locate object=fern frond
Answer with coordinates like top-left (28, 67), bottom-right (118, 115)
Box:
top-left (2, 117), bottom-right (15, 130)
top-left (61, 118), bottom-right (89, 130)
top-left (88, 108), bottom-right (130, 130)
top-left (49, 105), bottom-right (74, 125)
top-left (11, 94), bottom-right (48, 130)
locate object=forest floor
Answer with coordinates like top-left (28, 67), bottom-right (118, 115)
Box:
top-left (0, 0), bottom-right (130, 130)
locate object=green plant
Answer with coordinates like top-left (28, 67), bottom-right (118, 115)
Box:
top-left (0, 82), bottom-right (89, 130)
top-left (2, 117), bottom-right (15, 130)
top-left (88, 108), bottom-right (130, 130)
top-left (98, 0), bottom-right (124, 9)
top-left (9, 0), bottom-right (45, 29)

▶ **Your task**: Convert all of the entries above into a JSON list of strings, with each line as its own string and blank lines omitted.

▶ **Answer**:
[
  "locate object=fern frond",
  "Answer with coordinates like top-left (28, 67), bottom-right (118, 115)",
  "Box:",
  "top-left (2, 117), bottom-right (15, 130)",
  "top-left (61, 118), bottom-right (89, 130)",
  "top-left (88, 108), bottom-right (130, 130)",
  "top-left (49, 105), bottom-right (74, 125)",
  "top-left (11, 94), bottom-right (48, 130)",
  "locate object=forest floor",
  "Answer with coordinates like top-left (28, 67), bottom-right (118, 115)",
  "Box:",
  "top-left (0, 0), bottom-right (130, 130)",
  "locate object=green plant",
  "Answer with coordinates like top-left (28, 67), bottom-right (118, 115)",
  "Box:",
  "top-left (0, 82), bottom-right (89, 130)",
  "top-left (2, 117), bottom-right (15, 130)",
  "top-left (88, 108), bottom-right (130, 130)",
  "top-left (98, 0), bottom-right (124, 9)",
  "top-left (9, 0), bottom-right (45, 29)"
]